*Assignment*.
Check each line of the data below for the string "light". Then give the number of lines that have it, without anything else.

═════ Input for this task

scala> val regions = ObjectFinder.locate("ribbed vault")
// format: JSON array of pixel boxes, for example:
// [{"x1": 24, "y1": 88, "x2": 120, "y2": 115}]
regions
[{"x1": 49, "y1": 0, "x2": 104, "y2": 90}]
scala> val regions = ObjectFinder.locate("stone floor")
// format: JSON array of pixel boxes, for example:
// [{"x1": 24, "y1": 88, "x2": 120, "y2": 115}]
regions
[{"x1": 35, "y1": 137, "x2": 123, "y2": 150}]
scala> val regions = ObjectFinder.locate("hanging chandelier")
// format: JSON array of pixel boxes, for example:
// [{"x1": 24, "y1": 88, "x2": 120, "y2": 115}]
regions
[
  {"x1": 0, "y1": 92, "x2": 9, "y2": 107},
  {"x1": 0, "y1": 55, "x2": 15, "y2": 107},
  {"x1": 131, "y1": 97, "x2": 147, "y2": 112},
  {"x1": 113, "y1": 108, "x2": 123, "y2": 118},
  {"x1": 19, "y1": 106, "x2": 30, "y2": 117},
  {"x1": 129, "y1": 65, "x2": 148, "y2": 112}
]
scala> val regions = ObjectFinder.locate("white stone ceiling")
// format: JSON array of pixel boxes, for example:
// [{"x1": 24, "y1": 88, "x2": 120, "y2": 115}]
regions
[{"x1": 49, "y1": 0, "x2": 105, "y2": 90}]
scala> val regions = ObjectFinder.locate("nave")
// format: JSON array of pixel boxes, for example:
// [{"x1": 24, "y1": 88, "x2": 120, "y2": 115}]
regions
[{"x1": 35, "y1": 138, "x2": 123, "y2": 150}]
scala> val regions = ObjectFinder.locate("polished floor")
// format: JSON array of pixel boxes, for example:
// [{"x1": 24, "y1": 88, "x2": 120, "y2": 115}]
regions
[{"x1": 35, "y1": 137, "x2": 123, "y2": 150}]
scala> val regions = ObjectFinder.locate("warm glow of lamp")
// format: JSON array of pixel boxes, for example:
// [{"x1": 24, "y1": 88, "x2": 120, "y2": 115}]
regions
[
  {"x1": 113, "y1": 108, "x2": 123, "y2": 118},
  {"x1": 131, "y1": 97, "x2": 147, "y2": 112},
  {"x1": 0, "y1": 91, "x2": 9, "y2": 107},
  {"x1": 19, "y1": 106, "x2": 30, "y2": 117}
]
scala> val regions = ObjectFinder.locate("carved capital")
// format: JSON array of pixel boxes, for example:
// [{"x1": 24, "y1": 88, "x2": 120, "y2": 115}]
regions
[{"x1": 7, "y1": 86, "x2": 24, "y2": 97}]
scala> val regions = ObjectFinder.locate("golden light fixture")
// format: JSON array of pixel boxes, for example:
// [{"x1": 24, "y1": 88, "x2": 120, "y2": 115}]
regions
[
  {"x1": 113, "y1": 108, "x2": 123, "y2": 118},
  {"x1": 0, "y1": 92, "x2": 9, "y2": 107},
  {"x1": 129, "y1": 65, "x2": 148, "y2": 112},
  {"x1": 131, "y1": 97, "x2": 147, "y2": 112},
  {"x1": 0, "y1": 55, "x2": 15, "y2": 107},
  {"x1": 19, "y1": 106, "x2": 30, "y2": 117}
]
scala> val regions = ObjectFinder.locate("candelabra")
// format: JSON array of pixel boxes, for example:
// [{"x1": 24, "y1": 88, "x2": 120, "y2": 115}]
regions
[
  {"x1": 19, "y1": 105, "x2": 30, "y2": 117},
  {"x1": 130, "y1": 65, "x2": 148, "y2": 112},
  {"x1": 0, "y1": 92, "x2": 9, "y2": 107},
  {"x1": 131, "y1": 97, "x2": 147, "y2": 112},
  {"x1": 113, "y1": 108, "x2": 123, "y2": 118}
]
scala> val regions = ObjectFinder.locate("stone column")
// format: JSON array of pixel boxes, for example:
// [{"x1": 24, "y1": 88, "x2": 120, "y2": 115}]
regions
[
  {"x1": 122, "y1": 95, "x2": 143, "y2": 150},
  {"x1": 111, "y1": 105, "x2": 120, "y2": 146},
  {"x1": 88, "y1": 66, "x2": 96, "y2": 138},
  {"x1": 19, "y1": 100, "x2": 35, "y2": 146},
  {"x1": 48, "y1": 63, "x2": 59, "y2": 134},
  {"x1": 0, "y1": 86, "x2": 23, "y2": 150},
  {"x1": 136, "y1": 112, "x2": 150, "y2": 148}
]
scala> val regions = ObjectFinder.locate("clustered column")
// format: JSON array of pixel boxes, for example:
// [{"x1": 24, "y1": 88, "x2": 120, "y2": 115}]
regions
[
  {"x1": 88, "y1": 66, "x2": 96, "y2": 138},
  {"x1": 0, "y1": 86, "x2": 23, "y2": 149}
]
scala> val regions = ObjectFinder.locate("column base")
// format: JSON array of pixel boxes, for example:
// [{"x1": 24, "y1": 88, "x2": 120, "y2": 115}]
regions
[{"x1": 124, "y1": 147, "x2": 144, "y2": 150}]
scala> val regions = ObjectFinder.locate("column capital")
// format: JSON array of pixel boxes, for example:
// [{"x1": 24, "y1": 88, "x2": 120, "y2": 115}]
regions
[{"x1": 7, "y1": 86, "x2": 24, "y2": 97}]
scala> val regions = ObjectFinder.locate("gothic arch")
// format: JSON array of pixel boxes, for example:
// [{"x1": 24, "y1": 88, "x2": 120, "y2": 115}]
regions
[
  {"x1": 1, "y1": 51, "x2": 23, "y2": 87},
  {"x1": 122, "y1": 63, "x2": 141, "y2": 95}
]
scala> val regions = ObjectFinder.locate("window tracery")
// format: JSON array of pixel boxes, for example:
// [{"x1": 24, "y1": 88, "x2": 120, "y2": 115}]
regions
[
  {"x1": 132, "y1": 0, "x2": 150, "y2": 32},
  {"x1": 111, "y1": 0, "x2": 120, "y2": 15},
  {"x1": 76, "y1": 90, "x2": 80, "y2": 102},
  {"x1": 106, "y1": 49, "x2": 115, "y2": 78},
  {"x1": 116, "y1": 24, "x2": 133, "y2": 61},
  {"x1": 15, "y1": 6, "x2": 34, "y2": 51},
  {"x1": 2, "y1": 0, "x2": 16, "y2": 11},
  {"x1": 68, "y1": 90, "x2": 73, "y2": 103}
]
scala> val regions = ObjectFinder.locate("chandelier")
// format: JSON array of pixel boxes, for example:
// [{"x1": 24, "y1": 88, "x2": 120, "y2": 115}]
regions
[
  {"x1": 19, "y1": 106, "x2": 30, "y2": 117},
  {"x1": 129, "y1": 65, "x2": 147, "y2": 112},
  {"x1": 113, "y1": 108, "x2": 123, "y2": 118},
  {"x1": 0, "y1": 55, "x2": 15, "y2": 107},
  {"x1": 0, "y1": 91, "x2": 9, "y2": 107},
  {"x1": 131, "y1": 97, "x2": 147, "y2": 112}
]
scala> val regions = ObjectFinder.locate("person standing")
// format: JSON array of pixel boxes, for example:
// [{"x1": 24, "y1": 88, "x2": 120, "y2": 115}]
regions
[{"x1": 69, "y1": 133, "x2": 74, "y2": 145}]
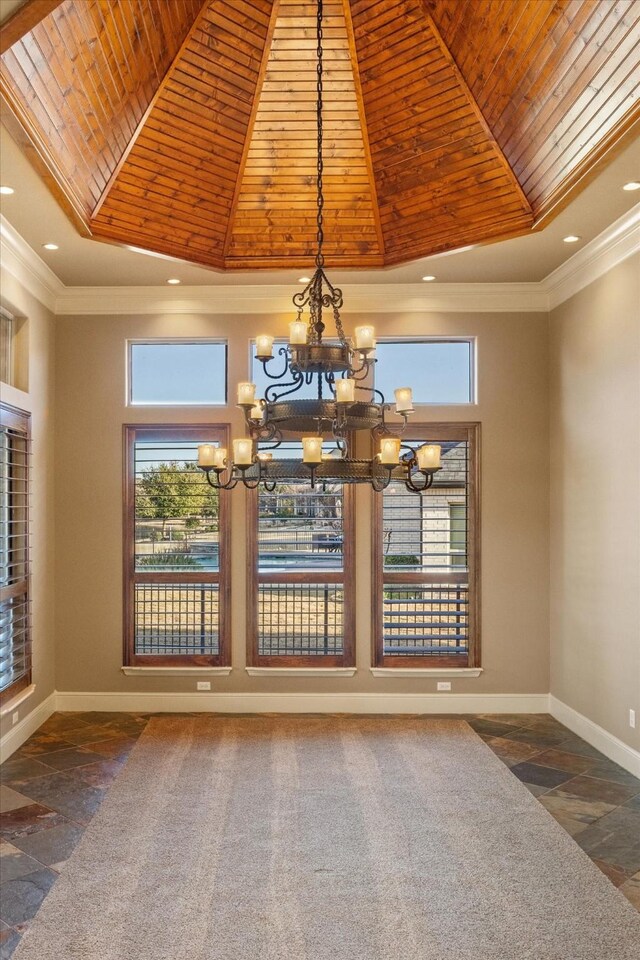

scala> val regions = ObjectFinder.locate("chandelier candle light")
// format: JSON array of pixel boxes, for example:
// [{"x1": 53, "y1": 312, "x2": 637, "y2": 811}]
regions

══════════

*Output for this task*.
2